### EXERCISE INSTRUCTIONS
Count the lines in the records below that contain the word "dark", treating uppercase and lowercase as different, and give only the number.

### RECORDS TO PROCESS
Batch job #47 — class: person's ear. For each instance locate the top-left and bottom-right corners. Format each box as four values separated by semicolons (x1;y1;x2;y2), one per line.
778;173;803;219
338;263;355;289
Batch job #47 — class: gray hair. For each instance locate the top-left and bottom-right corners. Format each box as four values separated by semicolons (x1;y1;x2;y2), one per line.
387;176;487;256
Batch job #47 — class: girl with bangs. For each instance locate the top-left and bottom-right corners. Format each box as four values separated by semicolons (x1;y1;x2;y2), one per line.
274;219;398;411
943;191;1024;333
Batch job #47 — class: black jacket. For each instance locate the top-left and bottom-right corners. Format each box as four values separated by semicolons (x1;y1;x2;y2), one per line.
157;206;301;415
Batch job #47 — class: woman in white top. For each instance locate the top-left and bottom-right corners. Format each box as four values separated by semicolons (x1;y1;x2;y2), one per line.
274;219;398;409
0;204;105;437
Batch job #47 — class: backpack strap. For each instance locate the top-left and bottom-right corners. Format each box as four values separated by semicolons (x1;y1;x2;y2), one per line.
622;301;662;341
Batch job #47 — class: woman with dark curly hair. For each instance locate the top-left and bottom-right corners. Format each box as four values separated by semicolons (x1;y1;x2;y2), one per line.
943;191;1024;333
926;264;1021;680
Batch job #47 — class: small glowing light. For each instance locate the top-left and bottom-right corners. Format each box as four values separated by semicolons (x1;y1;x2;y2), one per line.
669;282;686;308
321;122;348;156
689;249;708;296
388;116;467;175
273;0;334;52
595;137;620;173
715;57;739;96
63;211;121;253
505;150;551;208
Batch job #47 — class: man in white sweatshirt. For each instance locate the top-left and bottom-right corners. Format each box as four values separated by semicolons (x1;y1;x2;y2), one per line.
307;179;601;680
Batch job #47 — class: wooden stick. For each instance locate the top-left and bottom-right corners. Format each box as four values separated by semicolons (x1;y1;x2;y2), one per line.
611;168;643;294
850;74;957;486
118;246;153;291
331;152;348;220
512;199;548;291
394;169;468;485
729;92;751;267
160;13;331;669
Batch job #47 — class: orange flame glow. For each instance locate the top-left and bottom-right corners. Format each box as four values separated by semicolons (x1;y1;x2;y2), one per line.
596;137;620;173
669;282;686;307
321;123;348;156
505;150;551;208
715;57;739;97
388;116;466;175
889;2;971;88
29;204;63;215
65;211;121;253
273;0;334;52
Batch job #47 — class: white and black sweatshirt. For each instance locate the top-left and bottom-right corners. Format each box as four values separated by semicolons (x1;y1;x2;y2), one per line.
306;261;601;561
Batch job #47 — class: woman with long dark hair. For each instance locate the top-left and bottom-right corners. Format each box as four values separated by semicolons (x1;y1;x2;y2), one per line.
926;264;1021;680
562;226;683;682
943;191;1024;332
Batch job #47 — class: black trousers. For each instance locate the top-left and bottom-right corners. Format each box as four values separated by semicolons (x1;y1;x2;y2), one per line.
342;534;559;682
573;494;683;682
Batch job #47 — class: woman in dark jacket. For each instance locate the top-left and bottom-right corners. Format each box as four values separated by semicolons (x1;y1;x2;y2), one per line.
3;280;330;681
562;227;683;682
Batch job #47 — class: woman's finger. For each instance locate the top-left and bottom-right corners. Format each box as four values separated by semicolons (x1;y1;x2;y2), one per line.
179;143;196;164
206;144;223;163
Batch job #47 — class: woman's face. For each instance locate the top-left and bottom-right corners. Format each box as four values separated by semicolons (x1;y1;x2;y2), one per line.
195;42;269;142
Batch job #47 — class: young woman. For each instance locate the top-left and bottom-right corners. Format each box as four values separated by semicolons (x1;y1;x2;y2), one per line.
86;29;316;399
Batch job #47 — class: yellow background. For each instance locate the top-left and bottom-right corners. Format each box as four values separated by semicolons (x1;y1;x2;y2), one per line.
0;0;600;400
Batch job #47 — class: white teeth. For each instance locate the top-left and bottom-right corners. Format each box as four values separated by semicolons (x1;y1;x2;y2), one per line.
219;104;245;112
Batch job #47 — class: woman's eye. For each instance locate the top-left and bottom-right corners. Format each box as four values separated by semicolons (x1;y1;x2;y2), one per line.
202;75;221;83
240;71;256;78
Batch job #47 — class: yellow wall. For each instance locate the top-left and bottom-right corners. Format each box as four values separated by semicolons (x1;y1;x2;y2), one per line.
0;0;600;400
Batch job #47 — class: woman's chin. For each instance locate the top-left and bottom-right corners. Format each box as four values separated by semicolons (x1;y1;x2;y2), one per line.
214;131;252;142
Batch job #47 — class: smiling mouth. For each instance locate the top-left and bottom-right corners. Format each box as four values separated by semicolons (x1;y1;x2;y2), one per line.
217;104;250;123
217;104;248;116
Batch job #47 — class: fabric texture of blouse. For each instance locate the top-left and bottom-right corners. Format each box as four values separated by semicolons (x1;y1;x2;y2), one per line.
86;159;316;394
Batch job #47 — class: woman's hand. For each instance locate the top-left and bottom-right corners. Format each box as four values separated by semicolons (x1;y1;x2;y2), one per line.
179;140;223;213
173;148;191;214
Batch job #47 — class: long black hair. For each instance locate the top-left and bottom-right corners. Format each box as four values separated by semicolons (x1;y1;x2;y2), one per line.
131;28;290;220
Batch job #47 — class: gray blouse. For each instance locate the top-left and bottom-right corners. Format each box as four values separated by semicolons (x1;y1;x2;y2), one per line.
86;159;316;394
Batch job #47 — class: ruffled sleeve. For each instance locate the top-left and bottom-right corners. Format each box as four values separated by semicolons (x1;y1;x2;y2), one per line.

### EXPECTED ANSWER
3